-------- Rows --------

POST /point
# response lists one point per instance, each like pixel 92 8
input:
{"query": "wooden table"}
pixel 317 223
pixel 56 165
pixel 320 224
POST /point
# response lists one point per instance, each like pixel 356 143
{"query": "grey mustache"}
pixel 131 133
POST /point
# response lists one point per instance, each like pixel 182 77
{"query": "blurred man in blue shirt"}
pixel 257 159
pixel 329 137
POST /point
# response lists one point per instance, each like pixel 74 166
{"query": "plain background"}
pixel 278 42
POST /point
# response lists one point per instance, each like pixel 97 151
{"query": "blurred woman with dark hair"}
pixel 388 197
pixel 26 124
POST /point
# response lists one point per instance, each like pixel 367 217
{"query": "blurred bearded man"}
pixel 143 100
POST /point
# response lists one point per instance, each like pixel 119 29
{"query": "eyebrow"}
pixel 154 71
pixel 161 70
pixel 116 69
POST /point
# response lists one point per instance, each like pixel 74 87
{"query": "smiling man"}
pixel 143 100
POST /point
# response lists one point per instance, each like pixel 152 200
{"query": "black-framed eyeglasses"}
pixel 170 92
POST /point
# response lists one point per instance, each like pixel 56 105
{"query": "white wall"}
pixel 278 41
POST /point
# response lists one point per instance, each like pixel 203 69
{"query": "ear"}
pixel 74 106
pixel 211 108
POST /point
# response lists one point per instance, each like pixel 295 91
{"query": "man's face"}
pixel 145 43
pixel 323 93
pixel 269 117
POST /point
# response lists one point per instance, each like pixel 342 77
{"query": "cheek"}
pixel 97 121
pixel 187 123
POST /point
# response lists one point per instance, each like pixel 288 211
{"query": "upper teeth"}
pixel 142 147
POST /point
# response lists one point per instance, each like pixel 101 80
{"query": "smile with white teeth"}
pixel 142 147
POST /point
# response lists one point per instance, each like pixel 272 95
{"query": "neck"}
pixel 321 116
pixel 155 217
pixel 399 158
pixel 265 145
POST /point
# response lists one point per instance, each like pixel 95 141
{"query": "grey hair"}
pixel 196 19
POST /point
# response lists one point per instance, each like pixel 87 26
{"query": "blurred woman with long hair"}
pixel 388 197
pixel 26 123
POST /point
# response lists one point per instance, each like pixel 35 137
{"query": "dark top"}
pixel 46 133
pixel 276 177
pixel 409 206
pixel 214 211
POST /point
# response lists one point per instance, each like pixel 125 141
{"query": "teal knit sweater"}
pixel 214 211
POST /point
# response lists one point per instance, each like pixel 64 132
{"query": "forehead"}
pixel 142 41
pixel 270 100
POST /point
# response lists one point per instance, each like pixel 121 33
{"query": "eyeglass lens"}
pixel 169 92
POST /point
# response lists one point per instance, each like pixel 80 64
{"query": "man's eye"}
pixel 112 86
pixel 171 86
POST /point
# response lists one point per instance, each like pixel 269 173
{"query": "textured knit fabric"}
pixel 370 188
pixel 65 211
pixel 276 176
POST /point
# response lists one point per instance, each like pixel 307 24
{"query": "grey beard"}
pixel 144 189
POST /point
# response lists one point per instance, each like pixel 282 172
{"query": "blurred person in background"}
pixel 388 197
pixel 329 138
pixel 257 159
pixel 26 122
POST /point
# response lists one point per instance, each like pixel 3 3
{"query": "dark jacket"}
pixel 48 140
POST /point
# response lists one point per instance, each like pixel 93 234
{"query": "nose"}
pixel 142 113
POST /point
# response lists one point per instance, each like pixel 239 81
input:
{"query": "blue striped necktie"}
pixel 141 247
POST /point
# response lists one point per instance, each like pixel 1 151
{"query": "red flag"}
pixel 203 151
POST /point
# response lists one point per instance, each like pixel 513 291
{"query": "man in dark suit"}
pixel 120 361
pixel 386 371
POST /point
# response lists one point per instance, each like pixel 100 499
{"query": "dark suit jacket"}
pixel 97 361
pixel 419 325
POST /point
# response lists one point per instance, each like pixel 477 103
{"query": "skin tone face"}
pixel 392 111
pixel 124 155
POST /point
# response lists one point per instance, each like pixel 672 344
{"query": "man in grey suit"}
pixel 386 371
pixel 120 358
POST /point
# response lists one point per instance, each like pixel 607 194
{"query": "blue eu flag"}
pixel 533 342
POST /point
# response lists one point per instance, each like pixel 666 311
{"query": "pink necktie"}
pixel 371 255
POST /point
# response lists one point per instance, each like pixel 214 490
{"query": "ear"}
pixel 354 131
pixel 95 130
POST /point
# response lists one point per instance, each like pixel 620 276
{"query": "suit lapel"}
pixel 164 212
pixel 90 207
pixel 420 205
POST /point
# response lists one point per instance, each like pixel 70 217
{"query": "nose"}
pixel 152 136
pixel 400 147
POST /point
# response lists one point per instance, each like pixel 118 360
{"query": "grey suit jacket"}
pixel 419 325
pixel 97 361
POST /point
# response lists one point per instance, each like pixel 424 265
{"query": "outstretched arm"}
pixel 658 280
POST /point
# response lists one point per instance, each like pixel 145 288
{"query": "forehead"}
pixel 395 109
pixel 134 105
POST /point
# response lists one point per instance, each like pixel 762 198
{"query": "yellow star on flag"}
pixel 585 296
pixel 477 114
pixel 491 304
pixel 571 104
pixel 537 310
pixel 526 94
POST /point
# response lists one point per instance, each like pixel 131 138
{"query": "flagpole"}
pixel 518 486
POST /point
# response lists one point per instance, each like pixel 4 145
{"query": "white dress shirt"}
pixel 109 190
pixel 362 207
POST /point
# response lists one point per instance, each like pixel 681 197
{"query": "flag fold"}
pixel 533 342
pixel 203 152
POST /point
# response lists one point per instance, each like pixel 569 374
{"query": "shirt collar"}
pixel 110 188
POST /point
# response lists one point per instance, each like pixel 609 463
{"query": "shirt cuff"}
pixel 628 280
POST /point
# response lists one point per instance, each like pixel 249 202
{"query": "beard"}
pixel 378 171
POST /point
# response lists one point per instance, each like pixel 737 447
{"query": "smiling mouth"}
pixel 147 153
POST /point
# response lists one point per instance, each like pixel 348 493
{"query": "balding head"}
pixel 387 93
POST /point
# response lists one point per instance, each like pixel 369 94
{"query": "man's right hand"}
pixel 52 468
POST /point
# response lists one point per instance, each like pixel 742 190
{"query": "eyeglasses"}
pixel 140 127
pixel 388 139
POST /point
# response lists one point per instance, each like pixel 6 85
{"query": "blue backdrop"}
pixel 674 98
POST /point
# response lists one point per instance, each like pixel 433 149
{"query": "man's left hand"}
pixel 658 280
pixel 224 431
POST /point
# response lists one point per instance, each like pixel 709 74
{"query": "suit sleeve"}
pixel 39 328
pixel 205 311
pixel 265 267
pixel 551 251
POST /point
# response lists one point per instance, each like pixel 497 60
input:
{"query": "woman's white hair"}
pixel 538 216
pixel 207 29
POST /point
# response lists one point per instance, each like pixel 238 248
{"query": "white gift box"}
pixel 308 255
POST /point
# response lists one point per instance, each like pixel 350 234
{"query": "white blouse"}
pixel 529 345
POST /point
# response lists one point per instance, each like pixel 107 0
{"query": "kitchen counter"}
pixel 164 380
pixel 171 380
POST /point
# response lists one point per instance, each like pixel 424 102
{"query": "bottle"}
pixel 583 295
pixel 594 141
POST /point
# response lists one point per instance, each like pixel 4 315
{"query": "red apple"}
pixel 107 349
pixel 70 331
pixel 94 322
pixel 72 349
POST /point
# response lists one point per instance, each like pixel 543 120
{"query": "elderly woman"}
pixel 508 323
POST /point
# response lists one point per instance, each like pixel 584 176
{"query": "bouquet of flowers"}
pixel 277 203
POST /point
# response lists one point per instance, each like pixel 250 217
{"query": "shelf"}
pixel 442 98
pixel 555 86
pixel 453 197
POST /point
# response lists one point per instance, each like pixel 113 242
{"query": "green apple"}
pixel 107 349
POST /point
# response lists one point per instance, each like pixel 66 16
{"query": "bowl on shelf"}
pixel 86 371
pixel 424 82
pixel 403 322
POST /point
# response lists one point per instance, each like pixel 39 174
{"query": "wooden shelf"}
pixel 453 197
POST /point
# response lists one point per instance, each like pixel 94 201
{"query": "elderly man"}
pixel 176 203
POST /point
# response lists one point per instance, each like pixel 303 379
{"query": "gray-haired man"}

--------

__Your task__
Which lines in the material above contain the word "knit"? Select and copy each of them.

__Result for this exercise__
{"query": "teal knit sweater"}
{"query": "textured knit fabric"}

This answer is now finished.